## Selected excerpt
__________

# Sharpening system for hand plane



## Starfury (Jul 1, 2015)

My wife has requested that I make her a cutting board to go over the sink…and considering the cost of a pre-made one (plus questionable quality) I'd like to make one. All the videos show people with a nice workshop and a thickness planer.

I don't have one and no $$/space for one.

What I do have is an old Craftsman plane that's about 10" long on the base..probably 40+ years old that's in really good shape so I figure I can use that plus some sweat to make her the cutting board. The iron looks to be in very good shape since it was my father's and he took care of his tools. What I'm looking for is advice on is the best stones to use to sharpen it and possibly a jig to hold it at the correct angle (there's some argument between 25 and 30 degrees.) I do have a Lansky knife sharpening system that I could probably use but I'm thinking that it would be very time consuming and not give the results I'm looking for.


----------



## brtech (May 26, 2010)

Google "scary sharp"


----------



## patcollins (Jul 22, 2010)

I like the vice honing guides on some plain ole silicon carbide wet dry paper.

This is a cheap one http://www.ptreeusa.com/norton_waterstone.htm#302


----------



## Tim457 (Jan 11, 2013)

Those Lansky's would actually work fine. Combine that with the scary sharp system which is some sandpaper on flat glass or granite and you'd be in business. No need to fork over $ for several stones for just one project. You can use scary sharp for quite a while before it ends up costing more than a set of stones.


----------



## rwe2156 (May 7, 2014)

Ultimately the sand paper system will cost you more IF you sharpen a lot, but its probably the best way to go in your case.

Good quality stones are quite expensive but a good investment if a lot of hand tool sharpening is in your future.

Make SURE you start by flattening the back of the iron. Lots of videos out there check them out.

Not real familiar with the sandpaper grits vs. stones but I would say you want to go to something like 6000 grit.
You may be starting with something like 180 or 220 and progressing through 3 or 4 grits.

Most important thing about sharpening: never go to the next grit until you've raised a burr.

The bevel angle on a standard 45 degree bevel down plane is not that critical. The cutting edge is actually the back of the plane iron. 25 is a bit low only because it will not hold the edge as long. 30-35 is the usual range. (That cutting board isn't end grain, is it?)

__________

## Material
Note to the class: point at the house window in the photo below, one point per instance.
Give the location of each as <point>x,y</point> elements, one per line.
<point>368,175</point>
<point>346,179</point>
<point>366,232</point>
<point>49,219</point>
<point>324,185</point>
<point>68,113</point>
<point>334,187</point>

__________

## Requests
a: From the hand plane sharpening thread, reproduce word for word the part that opens with the words containing "Ultimately the sand" and closes with "check them out.".
b: In the hand plane sharpening thread, what is the scary sharp system described as?

## Answers provided
a:
Ultimately the sand paper system will cost you more IF you sharpen a lot, but its probably the best way to go in your case.

Good quality stones are quite expensive but a good investment if a lot of hand tool sharpening is in your future.

Make SURE you start by flattening the back of the iron. Lots of videos out there check them out.

b: Sandpaper on flat glass or granite.